Below are the records. Reproduce the line that contains "Target: building window" and every line after it to the end, exactly and alone.

◆ ◆ ◆

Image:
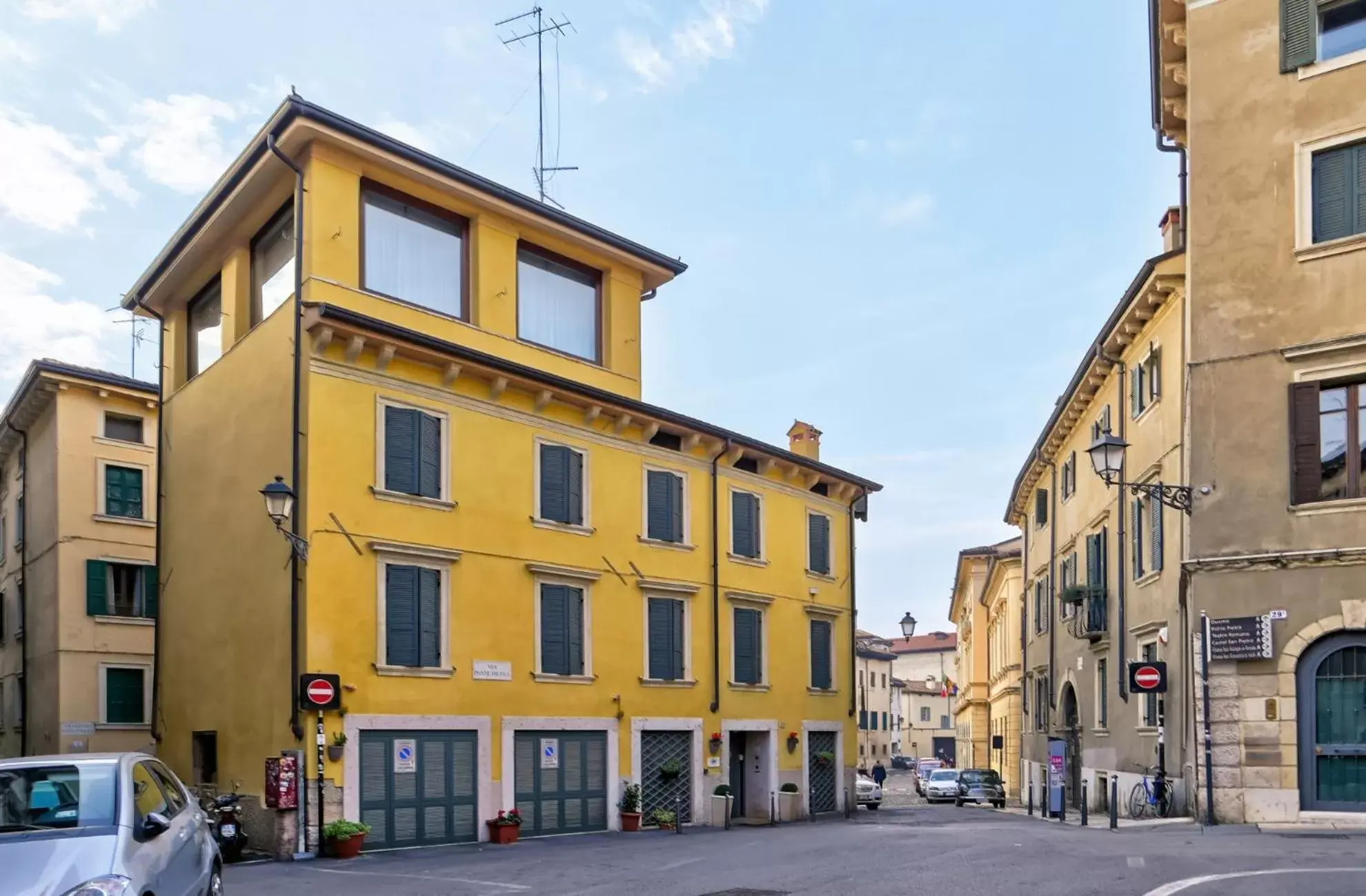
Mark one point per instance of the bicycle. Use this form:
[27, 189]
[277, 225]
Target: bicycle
[1151, 797]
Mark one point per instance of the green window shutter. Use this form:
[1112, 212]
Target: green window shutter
[1334, 193]
[819, 539]
[123, 697]
[97, 595]
[574, 624]
[429, 618]
[662, 637]
[1299, 33]
[150, 592]
[401, 610]
[555, 637]
[659, 496]
[820, 653]
[429, 455]
[401, 450]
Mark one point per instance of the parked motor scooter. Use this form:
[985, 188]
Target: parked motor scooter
[227, 826]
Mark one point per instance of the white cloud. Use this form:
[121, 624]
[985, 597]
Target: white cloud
[48, 179]
[36, 326]
[108, 15]
[709, 33]
[179, 143]
[913, 209]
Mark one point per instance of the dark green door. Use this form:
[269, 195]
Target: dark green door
[418, 787]
[1332, 710]
[821, 772]
[560, 781]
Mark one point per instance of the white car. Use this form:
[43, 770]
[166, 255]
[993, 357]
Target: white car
[868, 793]
[942, 784]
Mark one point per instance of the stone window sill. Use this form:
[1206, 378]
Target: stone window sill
[1331, 248]
[567, 528]
[660, 543]
[402, 497]
[126, 620]
[414, 671]
[546, 678]
[123, 521]
[749, 561]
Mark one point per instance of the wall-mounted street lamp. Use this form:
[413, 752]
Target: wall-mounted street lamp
[1108, 459]
[279, 504]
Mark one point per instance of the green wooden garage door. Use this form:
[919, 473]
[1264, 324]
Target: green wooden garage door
[560, 781]
[418, 787]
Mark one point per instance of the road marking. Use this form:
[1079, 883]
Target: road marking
[425, 877]
[1175, 887]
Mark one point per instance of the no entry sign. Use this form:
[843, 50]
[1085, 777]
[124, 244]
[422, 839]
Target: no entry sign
[320, 690]
[1148, 678]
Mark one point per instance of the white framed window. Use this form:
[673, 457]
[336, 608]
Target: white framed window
[562, 486]
[563, 623]
[411, 454]
[746, 526]
[413, 610]
[749, 641]
[125, 695]
[666, 512]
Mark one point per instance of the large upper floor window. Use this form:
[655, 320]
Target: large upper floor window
[205, 320]
[1328, 441]
[413, 252]
[557, 302]
[273, 264]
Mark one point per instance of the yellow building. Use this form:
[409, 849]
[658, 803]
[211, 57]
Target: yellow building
[78, 584]
[524, 575]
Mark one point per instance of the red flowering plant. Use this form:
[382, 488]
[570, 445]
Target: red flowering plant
[508, 817]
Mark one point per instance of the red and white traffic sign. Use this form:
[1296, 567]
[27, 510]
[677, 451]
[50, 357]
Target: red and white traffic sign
[320, 690]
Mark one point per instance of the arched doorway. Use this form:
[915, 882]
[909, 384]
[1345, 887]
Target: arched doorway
[1331, 689]
[1073, 734]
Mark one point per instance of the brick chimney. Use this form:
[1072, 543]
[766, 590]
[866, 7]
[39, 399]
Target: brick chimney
[1171, 228]
[805, 440]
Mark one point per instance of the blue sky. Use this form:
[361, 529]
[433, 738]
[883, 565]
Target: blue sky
[903, 221]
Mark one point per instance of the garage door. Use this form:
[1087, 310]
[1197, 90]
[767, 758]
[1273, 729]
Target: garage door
[560, 781]
[418, 787]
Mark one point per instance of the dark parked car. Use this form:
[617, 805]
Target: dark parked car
[981, 786]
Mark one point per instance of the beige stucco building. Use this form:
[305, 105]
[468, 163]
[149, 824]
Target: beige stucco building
[1263, 97]
[1102, 563]
[78, 578]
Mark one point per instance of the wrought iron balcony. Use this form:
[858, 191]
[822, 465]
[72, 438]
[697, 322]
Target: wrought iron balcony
[1089, 611]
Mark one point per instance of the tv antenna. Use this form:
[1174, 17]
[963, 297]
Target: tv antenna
[540, 29]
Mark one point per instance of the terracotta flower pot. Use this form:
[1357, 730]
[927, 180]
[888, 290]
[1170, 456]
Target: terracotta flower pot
[347, 848]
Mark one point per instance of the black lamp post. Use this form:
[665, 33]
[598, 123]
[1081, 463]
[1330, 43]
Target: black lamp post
[279, 504]
[1108, 461]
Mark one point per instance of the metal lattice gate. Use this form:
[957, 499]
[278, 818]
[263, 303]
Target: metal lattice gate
[418, 787]
[667, 773]
[560, 781]
[822, 775]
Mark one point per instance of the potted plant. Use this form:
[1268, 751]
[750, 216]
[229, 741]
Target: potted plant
[722, 801]
[630, 806]
[344, 837]
[504, 828]
[789, 802]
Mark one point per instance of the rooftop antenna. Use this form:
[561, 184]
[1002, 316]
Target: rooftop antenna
[540, 29]
[137, 338]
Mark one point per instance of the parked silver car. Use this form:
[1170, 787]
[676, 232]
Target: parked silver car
[117, 824]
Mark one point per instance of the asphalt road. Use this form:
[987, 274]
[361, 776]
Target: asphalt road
[970, 851]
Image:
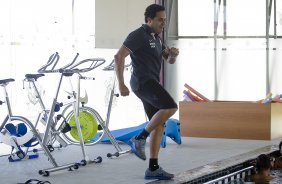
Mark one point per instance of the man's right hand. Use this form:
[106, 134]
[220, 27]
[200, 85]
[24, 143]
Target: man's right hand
[124, 91]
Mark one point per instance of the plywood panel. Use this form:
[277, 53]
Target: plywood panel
[238, 120]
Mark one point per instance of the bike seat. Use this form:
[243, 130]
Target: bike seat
[6, 81]
[34, 76]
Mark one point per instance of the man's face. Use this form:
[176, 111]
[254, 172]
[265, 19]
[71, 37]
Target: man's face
[157, 24]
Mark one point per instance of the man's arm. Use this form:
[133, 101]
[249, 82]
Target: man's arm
[120, 56]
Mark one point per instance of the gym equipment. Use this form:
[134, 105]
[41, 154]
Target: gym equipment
[55, 135]
[90, 132]
[67, 71]
[18, 131]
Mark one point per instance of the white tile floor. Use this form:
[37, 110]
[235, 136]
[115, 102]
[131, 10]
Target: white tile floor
[128, 169]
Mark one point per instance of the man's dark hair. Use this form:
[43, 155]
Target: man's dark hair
[152, 10]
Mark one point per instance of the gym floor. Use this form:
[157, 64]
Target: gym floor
[127, 169]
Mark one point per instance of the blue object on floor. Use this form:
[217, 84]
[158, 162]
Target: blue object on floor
[172, 130]
[124, 134]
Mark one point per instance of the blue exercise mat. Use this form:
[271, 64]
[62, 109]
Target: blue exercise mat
[124, 134]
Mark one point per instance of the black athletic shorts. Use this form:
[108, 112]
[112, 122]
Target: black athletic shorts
[154, 97]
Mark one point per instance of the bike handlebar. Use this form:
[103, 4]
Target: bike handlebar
[89, 64]
[52, 62]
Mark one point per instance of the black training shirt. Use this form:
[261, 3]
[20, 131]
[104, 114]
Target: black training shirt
[146, 54]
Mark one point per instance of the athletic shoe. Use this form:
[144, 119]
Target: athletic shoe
[138, 147]
[159, 174]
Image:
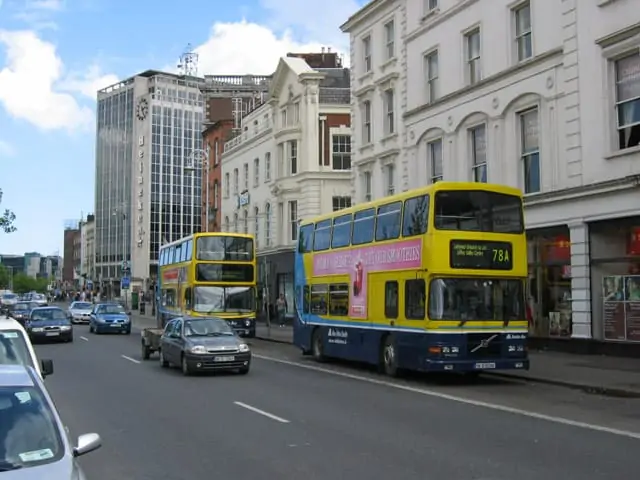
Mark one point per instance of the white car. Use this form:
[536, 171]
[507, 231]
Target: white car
[80, 312]
[16, 348]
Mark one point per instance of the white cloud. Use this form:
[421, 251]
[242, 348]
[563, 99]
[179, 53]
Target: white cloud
[6, 149]
[29, 84]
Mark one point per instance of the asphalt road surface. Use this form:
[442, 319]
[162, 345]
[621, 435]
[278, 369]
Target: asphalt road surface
[291, 418]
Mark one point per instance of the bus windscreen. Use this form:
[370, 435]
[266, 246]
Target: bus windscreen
[478, 211]
[221, 249]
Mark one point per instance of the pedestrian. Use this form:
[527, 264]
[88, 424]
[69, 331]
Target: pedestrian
[282, 308]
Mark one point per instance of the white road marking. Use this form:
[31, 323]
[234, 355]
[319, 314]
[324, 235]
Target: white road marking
[262, 412]
[445, 396]
[130, 359]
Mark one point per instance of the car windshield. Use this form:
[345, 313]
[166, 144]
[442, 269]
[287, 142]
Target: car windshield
[81, 306]
[29, 434]
[224, 299]
[48, 314]
[209, 327]
[469, 299]
[110, 309]
[14, 349]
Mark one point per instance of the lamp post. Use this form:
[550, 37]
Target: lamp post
[200, 157]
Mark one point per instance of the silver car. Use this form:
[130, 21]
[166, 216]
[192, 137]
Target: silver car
[80, 312]
[33, 441]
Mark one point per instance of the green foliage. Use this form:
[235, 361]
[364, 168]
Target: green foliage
[6, 219]
[5, 278]
[24, 284]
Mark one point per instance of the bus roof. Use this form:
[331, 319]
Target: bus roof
[428, 189]
[195, 236]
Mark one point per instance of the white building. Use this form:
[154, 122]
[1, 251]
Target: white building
[521, 93]
[292, 161]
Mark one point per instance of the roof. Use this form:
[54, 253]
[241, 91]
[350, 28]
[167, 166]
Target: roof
[16, 376]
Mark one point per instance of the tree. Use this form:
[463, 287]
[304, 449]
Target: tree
[7, 219]
[5, 277]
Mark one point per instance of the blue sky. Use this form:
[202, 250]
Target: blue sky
[55, 54]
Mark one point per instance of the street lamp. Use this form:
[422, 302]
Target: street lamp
[200, 157]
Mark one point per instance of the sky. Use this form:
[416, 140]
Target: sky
[55, 55]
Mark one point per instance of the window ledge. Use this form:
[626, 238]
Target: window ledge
[622, 153]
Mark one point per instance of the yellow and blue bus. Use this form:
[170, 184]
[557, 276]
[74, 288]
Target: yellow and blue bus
[432, 279]
[209, 274]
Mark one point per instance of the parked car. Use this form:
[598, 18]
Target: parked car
[203, 344]
[109, 318]
[16, 348]
[80, 312]
[49, 323]
[34, 439]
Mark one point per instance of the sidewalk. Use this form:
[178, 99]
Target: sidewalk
[615, 376]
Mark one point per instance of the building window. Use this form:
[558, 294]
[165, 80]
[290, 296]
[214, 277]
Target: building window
[366, 181]
[267, 224]
[293, 219]
[340, 203]
[341, 152]
[522, 18]
[389, 121]
[390, 173]
[293, 157]
[256, 224]
[267, 166]
[390, 37]
[431, 75]
[478, 144]
[472, 41]
[628, 101]
[530, 150]
[236, 180]
[366, 53]
[434, 152]
[366, 122]
[256, 171]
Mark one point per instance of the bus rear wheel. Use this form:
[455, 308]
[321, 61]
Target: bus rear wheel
[388, 357]
[317, 347]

◆ ◆ ◆

» **WORKED SOLUTION**:
Target: building window
[366, 181]
[267, 224]
[293, 219]
[340, 203]
[341, 152]
[522, 18]
[389, 121]
[390, 173]
[293, 157]
[256, 224]
[267, 166]
[390, 37]
[431, 75]
[478, 144]
[472, 41]
[628, 101]
[530, 150]
[236, 180]
[366, 53]
[434, 152]
[366, 122]
[256, 171]
Mark one point per instance of the bus rear wheel. Use this form:
[455, 308]
[321, 61]
Target: bus rear wheel
[388, 357]
[317, 347]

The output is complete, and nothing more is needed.